▶ **DATA SECTION**
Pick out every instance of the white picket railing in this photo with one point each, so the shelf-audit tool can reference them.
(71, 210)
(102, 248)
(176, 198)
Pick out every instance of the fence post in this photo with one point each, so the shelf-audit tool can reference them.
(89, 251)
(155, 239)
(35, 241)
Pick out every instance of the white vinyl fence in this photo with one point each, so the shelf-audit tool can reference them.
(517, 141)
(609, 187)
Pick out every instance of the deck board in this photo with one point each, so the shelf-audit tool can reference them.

▶ **THE PROBLEM**
Quote the data above word for word, from the line containing "Pick out every instance of the white vinyl" through the last line of the data.

▶ **CORRECT RESULT**
Pick out every instance of the white vinyl fence in this photo with one point each, so the shelf-audit tool can reference them.
(517, 141)
(609, 187)
Pick out every instance of the deck board in this photo with one point each, so the shelf-audit tool can reference them.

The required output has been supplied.